- Objective:
Rewrite the records from their start through the line containing "point(274, 163)", changing "pointer" to "locator" and keeping everything else the same.

- Provided data:
— begin —
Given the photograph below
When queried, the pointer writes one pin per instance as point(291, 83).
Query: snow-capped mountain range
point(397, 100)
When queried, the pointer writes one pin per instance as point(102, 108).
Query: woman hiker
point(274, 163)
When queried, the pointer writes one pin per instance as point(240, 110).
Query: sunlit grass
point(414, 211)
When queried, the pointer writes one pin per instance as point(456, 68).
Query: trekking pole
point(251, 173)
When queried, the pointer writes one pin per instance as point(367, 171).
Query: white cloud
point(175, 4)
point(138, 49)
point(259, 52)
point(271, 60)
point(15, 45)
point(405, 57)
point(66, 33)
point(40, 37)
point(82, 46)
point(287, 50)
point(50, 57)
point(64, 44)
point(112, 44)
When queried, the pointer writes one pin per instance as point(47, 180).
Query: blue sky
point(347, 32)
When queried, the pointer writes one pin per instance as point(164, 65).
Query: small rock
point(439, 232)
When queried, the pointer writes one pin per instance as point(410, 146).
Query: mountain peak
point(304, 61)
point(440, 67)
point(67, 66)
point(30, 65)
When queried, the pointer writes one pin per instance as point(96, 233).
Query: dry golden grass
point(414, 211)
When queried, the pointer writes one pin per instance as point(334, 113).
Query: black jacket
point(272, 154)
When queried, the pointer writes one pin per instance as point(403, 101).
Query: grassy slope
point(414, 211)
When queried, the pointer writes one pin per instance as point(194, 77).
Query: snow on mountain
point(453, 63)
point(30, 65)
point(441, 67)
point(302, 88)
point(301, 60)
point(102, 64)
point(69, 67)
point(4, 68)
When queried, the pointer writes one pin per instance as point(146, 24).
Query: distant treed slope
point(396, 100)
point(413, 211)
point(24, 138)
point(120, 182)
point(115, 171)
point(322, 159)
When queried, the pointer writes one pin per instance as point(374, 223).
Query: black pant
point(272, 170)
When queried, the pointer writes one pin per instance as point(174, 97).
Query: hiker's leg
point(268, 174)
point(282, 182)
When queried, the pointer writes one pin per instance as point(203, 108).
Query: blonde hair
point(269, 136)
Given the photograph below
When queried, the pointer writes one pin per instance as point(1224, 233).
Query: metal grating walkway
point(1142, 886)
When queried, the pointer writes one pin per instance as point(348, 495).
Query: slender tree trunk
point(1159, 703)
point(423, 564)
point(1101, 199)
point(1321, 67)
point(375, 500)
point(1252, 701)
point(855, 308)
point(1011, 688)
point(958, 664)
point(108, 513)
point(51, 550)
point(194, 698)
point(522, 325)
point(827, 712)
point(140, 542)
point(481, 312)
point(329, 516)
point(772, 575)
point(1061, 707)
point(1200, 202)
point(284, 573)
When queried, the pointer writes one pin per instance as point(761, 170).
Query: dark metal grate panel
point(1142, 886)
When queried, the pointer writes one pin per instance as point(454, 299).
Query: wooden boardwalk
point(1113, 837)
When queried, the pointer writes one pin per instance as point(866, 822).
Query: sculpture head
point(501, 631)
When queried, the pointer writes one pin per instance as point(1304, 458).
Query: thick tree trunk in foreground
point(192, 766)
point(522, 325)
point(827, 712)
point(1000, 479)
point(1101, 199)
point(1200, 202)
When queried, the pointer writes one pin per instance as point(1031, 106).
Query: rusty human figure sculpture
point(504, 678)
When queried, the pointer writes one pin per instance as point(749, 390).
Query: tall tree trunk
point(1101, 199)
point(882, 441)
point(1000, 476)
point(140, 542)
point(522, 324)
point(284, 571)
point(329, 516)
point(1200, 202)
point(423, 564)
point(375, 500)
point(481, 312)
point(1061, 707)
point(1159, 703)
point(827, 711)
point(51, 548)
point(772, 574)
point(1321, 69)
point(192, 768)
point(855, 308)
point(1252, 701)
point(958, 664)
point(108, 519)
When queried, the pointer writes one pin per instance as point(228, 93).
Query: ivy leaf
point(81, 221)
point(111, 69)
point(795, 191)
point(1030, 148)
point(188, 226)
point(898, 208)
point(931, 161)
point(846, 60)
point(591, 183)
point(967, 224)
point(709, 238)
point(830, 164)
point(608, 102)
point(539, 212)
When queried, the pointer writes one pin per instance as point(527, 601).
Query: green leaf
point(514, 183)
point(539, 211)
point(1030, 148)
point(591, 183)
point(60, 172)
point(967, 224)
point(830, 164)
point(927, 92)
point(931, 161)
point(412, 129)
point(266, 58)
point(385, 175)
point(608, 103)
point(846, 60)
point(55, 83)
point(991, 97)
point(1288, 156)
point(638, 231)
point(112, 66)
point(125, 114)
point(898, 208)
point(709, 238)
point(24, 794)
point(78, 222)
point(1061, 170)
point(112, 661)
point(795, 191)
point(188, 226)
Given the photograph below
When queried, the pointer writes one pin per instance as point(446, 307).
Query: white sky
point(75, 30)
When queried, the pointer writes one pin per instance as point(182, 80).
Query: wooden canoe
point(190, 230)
— end —
- Answer to this problem:
Given the photograph below
When queried, the locator writes one pin per instance as point(291, 83).
Query: snow-capped mountain range
point(397, 100)
When queried, the locator writes one pin per instance as point(102, 108).
Query: woman hiker
point(274, 163)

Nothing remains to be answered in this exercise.